Pick out every line in the data below that contains the string "fabric", and copy each of those lines. Uppercase and lowercase letters count as different.

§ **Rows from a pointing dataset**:
■ ■ ■ ■ ■ ■ ■

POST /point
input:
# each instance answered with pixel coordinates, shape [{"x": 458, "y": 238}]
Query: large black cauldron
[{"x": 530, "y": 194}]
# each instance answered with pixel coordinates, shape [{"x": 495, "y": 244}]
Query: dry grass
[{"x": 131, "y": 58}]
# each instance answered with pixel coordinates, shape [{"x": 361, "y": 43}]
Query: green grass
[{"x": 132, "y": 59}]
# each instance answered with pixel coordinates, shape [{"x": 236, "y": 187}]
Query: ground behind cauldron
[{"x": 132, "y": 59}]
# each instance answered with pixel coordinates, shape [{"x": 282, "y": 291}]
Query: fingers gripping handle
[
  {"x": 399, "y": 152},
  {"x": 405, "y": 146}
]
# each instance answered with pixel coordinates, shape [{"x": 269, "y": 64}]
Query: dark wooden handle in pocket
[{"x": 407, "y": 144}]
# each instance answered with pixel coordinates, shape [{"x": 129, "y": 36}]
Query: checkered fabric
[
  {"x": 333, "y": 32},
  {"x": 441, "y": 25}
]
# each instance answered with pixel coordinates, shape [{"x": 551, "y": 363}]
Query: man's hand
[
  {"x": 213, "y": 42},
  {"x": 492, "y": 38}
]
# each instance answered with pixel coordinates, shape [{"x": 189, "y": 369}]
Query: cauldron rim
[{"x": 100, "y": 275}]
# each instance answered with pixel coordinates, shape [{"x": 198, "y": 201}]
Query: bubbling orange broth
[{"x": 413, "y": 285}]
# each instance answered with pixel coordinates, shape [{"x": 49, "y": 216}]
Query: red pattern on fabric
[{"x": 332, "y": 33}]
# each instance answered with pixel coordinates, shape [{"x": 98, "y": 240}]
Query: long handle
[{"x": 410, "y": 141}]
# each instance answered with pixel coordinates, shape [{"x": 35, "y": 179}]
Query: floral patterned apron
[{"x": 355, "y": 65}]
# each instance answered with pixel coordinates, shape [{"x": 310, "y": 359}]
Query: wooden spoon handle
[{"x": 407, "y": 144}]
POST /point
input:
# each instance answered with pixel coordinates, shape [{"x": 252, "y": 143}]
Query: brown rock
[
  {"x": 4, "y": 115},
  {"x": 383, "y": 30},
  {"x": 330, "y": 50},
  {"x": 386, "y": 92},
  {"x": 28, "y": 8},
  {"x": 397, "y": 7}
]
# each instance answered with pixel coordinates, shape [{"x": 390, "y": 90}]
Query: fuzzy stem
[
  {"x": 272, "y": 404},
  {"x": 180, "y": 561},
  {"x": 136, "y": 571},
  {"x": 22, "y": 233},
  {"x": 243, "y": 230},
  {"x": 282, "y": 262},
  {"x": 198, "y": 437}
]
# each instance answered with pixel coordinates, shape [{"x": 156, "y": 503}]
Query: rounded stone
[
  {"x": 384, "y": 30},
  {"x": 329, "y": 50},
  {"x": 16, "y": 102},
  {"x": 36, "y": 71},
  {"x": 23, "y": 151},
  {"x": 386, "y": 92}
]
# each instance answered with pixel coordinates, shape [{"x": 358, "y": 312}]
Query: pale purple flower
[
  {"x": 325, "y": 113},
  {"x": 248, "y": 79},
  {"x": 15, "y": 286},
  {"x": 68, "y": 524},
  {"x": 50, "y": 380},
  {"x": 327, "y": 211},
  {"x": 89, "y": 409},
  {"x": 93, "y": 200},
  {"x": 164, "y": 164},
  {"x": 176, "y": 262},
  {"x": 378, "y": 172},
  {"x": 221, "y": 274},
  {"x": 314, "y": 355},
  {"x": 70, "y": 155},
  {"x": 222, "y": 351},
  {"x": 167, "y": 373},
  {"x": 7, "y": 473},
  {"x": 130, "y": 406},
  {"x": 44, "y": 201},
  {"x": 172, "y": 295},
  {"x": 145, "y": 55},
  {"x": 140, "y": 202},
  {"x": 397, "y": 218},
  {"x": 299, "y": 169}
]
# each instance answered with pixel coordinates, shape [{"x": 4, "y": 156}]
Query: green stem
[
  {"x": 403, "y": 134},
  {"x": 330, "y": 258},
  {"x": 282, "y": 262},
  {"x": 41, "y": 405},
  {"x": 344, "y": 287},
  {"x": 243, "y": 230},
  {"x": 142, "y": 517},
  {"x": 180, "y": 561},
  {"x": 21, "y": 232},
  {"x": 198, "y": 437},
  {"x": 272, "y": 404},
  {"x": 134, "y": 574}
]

■ ■ ■ ■ ■ ■ ■

§ **OUTPUT OF THE EXERCISE**:
Query: checkered fabric
Query: red pattern on fabric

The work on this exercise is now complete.